**Task objective:** Reproduce the rows from the beginning through the line containing "[[166, 161], [384, 187], [87, 159]]", inclusive, switching every "pointer" to "locator" and leaving everything else unchanged.

**Source records:**

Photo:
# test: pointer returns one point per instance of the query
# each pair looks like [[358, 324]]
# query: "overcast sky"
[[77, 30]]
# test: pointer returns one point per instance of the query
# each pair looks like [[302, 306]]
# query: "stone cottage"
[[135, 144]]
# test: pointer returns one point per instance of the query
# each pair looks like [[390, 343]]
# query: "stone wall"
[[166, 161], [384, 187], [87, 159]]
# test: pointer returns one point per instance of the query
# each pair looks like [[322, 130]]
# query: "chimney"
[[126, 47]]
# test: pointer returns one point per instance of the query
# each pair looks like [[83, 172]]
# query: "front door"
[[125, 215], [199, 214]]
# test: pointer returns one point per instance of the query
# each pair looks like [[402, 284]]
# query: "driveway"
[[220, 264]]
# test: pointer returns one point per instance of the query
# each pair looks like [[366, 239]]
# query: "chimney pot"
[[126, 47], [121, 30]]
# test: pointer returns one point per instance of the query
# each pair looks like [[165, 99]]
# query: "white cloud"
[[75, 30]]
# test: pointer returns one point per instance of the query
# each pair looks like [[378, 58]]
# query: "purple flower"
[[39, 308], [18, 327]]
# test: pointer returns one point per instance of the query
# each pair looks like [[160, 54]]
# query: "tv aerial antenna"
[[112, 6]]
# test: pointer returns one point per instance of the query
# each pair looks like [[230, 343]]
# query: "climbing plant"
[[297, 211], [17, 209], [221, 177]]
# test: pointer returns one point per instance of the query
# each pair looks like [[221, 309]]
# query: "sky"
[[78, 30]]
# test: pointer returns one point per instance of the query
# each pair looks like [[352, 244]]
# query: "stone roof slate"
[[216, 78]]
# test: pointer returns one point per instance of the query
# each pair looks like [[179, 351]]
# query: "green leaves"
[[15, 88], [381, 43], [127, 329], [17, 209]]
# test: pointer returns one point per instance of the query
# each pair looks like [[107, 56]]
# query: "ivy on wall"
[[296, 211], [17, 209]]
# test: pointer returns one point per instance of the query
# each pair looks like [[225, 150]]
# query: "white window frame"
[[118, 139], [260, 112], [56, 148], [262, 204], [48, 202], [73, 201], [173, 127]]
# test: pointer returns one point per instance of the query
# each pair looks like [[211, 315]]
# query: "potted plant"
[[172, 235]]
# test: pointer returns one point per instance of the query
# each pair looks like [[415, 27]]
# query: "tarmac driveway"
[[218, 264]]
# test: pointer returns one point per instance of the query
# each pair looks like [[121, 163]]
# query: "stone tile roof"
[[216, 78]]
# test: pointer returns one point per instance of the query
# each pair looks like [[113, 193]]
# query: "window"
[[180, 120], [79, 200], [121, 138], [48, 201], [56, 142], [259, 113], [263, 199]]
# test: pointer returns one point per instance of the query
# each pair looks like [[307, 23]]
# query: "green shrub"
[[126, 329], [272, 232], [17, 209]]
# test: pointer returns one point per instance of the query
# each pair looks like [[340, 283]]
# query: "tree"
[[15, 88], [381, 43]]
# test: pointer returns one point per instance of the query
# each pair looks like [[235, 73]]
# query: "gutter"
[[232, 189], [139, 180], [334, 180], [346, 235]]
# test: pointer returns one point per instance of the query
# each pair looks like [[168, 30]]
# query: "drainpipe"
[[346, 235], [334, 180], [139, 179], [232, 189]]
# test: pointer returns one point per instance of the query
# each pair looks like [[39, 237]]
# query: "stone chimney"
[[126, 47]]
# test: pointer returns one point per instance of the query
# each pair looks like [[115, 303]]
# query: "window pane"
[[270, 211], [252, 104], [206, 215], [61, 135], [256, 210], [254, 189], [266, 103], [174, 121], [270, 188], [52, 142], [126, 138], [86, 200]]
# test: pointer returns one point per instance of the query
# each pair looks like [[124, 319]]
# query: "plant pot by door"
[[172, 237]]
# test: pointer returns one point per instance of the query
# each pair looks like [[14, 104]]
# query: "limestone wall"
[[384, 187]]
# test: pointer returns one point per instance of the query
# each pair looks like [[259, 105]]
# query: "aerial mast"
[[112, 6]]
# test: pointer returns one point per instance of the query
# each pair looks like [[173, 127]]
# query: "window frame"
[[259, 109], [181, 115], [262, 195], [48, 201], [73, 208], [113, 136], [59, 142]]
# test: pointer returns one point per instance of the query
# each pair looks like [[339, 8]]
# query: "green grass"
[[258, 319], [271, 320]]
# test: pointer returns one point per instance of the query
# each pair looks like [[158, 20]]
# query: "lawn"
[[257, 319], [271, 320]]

**Completed task:**
Photo:
# test: locator returns one point per instance of the query
# each pair looks like [[358, 324]]
# query: "overcast sky"
[[77, 30]]
# test: locator returns one point per instance of the query
# each pair looks like [[302, 306]]
# query: "stone cottage"
[[135, 144]]
# test: locator returns one point per instance of the query
# each pair looks like [[390, 343]]
# query: "stone wall"
[[166, 161], [384, 187], [87, 159]]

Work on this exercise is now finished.